Doel = Kopieer de regels letterlijk, beginnend bij de regel met "Target = maroon drape" en eindigend met de laatste regel van de items hieronder, beide inbegrepen.

%%

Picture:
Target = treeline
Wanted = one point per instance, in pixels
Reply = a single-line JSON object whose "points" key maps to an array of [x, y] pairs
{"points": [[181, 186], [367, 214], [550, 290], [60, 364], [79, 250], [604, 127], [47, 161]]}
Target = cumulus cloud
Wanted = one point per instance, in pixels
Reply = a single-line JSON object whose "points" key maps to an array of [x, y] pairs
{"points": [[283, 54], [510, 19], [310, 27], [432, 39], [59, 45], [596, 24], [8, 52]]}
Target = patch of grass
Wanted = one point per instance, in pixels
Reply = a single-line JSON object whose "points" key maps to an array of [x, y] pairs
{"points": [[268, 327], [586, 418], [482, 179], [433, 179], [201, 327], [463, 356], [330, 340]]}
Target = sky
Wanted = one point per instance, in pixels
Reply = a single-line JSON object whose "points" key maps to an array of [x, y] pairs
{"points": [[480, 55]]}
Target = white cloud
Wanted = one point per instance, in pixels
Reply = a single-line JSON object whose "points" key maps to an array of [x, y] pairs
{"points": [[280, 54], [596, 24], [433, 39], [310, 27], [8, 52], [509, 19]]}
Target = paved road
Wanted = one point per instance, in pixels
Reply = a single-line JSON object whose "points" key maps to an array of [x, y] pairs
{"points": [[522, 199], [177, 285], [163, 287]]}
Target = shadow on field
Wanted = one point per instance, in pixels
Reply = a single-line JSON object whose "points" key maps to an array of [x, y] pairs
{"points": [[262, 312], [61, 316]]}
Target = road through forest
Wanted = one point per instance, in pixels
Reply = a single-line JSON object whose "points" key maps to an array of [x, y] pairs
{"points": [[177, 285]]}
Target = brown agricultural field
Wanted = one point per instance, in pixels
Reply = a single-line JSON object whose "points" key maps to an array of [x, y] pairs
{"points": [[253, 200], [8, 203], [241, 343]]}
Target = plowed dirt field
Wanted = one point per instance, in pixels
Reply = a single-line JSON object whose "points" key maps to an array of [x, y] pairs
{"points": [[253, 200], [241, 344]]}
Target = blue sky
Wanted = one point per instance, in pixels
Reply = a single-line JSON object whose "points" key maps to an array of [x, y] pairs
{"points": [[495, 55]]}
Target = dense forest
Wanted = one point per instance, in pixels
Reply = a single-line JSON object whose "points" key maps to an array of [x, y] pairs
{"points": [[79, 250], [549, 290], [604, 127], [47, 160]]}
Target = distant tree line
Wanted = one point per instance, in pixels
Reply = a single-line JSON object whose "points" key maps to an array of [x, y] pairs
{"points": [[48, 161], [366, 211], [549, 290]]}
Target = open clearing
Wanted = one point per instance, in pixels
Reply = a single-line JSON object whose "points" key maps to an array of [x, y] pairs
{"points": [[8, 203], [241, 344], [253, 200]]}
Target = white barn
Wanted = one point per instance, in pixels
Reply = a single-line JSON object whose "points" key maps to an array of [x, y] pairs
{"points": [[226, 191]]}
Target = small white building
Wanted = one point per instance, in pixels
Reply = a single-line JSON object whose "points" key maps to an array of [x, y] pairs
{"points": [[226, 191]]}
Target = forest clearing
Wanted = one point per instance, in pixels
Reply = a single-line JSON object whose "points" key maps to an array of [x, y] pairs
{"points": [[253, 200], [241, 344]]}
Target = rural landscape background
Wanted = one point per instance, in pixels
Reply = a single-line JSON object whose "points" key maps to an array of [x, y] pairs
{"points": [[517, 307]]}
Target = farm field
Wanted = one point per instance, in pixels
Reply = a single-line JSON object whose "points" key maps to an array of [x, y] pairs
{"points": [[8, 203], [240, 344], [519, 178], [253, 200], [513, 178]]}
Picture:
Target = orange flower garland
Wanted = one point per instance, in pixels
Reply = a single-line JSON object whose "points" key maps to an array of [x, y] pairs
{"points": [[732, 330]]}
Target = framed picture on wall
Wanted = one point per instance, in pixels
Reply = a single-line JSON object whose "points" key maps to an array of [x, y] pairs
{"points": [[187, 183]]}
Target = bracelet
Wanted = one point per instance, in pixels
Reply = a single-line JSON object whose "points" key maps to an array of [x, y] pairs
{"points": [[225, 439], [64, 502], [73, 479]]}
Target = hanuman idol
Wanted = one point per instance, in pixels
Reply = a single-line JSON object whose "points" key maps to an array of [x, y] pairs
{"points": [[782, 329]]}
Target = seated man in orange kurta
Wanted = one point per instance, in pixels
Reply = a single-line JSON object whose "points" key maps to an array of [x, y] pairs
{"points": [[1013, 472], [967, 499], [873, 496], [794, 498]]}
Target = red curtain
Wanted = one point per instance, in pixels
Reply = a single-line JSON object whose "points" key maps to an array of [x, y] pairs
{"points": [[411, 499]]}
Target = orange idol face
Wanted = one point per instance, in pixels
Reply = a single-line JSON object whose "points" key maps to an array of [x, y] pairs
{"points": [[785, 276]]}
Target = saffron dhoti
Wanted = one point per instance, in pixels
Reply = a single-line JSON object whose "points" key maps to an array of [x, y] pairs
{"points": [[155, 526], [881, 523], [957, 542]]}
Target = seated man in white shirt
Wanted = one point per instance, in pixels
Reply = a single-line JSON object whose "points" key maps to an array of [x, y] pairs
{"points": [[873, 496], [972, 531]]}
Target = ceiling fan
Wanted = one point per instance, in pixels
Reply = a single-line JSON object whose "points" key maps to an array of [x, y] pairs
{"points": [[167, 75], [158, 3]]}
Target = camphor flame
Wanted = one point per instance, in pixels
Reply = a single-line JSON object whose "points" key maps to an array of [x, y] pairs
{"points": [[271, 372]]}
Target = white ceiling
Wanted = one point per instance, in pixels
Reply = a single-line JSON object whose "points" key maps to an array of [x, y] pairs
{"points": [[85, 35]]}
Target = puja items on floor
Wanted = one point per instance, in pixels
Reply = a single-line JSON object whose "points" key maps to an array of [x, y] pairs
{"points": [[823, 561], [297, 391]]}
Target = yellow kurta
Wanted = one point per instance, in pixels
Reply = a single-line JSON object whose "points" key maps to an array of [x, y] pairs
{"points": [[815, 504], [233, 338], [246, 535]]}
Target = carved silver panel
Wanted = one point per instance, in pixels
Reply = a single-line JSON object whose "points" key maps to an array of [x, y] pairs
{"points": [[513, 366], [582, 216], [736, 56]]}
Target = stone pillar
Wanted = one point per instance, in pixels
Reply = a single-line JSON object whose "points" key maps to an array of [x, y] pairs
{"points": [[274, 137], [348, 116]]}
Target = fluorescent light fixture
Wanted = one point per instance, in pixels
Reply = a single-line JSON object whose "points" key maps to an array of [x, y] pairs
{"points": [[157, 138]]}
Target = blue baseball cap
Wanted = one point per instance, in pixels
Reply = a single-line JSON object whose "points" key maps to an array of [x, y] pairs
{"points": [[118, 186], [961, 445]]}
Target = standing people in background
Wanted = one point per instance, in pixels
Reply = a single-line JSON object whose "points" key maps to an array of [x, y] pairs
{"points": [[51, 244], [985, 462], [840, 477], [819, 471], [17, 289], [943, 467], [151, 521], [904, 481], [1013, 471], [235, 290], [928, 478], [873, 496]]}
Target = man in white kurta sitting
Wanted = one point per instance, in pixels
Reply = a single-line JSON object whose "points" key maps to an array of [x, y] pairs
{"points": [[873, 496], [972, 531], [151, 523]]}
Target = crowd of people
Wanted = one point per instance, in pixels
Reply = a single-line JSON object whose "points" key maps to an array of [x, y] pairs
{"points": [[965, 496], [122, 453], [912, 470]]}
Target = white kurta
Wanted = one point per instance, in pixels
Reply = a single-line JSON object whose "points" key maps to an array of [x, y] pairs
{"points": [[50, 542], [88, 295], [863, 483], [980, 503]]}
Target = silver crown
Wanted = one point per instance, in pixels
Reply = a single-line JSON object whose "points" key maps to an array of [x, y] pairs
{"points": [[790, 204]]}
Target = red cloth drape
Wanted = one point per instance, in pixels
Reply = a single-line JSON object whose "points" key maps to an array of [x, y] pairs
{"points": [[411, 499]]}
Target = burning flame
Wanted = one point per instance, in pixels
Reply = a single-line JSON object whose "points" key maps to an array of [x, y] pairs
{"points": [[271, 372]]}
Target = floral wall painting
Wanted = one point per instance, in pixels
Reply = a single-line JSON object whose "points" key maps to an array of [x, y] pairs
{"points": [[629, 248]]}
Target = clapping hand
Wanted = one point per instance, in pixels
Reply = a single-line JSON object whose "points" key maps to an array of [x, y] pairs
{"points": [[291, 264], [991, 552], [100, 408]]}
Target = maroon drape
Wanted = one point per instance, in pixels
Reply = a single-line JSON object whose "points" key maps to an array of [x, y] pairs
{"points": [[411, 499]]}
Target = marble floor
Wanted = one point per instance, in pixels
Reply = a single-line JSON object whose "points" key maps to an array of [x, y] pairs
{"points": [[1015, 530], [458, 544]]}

%%

Antwoord =
Target = maroon drape
Wanted = one point per instance, in pixels
Reply = a single-line JSON object whose "points" key maps to an array of [x, y] pairs
{"points": [[411, 499]]}
Target = marble floor
Wanted = one point per instance, in pixels
Reply = a single-line JSON object whose "points" key maps to an array of [x, y] pairs
{"points": [[1015, 530], [458, 544]]}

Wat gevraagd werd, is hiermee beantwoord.